# TASK TO COMPLETE:
Gather each line of the records below that contains the string "jacket", matching case exactly.

# GIVEN DATA:
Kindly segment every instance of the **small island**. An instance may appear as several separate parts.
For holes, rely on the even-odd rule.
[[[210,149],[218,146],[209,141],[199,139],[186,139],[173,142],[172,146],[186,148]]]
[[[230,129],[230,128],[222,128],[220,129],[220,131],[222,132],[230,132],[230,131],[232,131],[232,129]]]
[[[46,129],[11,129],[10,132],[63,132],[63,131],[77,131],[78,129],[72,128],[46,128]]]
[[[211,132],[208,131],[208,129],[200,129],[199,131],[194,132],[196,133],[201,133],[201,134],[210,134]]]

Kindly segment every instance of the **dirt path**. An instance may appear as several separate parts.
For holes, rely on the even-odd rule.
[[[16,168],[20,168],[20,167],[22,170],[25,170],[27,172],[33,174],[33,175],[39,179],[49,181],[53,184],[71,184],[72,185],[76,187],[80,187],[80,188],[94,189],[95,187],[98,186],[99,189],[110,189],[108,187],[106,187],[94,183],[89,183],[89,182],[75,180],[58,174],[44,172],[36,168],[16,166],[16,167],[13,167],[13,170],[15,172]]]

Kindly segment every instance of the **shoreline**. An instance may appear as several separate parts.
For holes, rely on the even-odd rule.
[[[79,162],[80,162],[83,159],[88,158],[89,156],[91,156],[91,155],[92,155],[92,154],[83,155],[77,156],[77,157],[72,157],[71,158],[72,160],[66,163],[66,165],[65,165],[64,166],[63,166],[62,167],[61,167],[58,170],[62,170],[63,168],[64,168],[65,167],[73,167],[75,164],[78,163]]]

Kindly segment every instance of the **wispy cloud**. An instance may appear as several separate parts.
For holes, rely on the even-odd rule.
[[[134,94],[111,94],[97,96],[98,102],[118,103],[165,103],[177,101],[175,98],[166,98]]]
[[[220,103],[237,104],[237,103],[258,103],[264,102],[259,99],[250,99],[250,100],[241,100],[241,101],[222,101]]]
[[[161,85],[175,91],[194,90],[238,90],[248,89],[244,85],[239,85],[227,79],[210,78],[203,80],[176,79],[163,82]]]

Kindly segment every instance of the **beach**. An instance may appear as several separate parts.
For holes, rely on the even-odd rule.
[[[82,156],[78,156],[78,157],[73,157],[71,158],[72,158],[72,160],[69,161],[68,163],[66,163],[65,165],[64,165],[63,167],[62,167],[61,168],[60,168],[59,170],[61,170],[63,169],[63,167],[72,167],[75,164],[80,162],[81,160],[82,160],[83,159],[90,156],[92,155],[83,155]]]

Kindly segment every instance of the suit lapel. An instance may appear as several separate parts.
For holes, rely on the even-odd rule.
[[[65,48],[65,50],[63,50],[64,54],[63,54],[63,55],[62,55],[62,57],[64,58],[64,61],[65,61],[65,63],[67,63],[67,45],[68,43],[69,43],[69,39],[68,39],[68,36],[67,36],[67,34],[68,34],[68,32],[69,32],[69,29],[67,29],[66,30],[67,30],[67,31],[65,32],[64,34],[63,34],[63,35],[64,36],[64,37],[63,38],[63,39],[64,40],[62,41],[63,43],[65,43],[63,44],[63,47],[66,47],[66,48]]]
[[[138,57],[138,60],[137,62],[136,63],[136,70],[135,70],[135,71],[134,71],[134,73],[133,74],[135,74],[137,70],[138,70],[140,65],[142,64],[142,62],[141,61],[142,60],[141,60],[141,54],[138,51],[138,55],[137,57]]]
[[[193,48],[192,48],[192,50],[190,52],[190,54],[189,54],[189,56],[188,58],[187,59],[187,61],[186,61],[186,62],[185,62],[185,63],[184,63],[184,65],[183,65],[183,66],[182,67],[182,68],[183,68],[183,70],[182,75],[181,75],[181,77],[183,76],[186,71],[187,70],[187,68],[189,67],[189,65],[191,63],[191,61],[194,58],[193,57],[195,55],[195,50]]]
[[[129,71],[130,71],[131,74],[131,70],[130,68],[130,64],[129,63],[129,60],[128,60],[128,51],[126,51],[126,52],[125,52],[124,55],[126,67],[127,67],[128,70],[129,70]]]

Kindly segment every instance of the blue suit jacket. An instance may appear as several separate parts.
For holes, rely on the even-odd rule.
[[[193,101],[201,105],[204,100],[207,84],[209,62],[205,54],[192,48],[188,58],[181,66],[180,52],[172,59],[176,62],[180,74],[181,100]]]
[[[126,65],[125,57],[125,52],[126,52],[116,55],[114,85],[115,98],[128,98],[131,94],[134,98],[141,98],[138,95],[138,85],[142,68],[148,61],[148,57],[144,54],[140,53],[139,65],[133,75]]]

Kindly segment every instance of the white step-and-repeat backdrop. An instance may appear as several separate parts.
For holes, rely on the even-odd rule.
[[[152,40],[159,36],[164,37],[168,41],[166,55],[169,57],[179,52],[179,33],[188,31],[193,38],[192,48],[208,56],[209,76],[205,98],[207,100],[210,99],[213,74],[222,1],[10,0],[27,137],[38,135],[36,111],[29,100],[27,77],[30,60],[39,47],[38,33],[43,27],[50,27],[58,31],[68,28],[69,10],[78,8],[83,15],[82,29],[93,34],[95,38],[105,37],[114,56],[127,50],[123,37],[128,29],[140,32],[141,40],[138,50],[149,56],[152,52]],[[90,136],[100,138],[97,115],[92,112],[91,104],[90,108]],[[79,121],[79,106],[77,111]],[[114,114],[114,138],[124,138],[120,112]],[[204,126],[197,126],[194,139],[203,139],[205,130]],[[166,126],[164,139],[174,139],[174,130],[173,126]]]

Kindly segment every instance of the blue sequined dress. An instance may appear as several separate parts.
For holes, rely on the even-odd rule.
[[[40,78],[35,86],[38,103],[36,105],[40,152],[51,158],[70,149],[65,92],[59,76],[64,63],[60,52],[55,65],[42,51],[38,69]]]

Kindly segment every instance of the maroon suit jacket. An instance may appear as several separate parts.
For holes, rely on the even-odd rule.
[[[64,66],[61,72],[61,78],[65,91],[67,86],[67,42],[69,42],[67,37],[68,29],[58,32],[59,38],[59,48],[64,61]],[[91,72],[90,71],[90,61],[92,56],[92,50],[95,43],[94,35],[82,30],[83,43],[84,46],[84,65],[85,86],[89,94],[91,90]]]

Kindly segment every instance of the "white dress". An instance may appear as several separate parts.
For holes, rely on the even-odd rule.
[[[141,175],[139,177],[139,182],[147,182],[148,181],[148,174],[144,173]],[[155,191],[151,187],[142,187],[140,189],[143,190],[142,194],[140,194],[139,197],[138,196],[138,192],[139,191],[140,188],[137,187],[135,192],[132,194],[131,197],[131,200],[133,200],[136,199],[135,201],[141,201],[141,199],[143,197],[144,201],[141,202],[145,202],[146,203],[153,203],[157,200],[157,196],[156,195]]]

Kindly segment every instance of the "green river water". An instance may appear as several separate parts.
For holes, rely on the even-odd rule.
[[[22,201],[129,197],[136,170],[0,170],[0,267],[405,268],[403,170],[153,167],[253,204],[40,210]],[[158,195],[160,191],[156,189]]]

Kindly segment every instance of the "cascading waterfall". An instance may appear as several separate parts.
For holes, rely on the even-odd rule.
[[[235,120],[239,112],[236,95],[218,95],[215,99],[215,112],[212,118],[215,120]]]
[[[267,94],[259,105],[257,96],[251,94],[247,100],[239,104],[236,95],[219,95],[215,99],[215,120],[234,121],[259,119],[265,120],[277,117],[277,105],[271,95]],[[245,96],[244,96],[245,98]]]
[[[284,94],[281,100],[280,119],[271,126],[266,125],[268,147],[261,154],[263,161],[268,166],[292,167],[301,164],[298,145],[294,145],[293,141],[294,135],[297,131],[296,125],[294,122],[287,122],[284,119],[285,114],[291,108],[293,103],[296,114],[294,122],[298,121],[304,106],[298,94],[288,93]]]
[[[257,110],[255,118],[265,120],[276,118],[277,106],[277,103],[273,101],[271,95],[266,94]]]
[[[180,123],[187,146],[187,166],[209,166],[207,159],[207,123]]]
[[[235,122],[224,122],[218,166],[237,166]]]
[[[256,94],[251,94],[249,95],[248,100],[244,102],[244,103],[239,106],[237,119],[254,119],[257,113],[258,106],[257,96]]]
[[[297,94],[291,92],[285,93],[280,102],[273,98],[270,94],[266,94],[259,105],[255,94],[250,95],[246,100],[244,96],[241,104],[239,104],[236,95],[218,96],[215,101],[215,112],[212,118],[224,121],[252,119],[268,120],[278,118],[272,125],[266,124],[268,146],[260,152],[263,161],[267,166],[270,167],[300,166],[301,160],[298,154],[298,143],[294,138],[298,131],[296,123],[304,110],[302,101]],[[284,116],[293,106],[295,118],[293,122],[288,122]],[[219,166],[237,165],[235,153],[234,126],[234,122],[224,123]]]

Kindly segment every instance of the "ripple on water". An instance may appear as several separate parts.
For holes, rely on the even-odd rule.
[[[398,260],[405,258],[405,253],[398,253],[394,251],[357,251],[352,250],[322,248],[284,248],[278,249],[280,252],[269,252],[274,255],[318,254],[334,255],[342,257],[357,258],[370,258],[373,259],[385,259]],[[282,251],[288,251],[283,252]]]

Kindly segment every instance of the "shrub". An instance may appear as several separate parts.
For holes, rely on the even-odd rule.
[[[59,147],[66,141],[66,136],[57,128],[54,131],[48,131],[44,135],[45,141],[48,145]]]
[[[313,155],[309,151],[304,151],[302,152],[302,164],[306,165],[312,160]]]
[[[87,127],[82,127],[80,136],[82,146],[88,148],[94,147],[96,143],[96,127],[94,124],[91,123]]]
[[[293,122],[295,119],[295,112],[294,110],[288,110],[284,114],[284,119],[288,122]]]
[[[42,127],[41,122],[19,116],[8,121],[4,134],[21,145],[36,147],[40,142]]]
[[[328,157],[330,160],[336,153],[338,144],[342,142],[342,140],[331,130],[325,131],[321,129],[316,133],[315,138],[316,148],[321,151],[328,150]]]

# COMPLETE OUTPUT:
Kindly segment every instance of the blue suit jacket. An instance may appear as several separate parts.
Kindly segment every instance of the maroon suit jacket. An instance may appear as several separate parts.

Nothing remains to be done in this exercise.